Excerpt to read:
'''
The Internet Has Changed Us
In some ways life is better, but in many other ways we are reduced to binary connections with more folks than we can shake a stick at!
As I quest to find True Friendship around me, I realize that I have found some really good connections through the Internet that someday, with some hard work, true friendship and strong alliances may be formed.
For the most part, however, I turn back to those that I have personally met and come to know as only face to face connections can develop.
I grow weary with all the pithy statements and postings of friendship.
Instead of quaint sayings, or images flashing by on social media, I would rather know that my friends are there for me as I need them! And to know that I will be for them as they need me.
The one personal thing I take note of: If brothers do not confront brothers publicly (Matthew 5:23-24), then it is even more important that a friend not confront a friend in public. I believe it calls into question true motive. Notice that Jesus says to “go to your brother” (this does not mean public discourse) and be reconciled.
A gift to God can not be offered cleanly if there are negative feelings between your brother and you.
'''
Stored data:
'''
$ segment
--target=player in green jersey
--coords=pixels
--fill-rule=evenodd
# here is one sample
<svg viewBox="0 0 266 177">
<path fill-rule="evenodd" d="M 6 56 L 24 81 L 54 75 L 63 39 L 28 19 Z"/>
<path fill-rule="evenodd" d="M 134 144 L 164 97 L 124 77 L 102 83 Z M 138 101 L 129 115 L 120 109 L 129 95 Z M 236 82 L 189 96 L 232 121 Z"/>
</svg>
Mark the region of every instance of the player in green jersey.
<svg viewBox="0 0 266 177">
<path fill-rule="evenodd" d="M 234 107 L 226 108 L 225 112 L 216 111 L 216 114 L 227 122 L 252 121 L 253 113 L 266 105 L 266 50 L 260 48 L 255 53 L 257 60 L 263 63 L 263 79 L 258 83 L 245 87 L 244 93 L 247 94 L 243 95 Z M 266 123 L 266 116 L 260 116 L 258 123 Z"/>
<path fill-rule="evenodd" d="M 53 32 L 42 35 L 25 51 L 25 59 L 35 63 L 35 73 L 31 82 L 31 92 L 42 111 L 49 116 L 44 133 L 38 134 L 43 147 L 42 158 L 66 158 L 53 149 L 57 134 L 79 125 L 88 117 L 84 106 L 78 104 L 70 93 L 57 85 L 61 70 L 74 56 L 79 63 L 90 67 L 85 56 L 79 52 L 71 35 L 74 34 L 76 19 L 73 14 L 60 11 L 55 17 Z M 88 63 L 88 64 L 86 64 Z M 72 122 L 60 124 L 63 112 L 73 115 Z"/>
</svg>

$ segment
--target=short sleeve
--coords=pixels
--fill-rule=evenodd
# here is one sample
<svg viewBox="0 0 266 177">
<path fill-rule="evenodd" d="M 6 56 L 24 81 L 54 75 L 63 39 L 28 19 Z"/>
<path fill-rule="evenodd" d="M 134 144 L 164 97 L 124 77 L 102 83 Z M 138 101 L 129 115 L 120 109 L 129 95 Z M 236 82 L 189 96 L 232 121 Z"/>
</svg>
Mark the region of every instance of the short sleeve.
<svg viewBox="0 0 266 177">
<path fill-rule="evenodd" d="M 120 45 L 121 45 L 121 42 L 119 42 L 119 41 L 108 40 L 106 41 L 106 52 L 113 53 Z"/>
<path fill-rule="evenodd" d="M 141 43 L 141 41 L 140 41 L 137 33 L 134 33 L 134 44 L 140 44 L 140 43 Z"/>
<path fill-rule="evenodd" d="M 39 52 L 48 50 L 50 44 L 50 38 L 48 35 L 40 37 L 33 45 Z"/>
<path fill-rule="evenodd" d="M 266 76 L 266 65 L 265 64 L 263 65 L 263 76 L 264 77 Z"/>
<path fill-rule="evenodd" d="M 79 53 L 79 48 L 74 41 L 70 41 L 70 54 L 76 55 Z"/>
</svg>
'''
Short task 1: In the text about friendship and the Internet, rewrite the paragraph beginning "The one personal thing I take note of" as a short bulleted list that keeps its main facts.
Short task 2: Gather every line of the listing above that contains the string "sleeve", where case counts.

Task output 1:
- If brothers do not confront brothers publicly (Matthew 5:23-24), it matters even more that a friend not confront a friend in public.
- Public confrontation calls true motive into question.
- Jesus says to "go to your brother," which does not mean public discourse, and be reconciled.

Task output 2:
--target=short sleeve
Mark the region of every instance of the short sleeve.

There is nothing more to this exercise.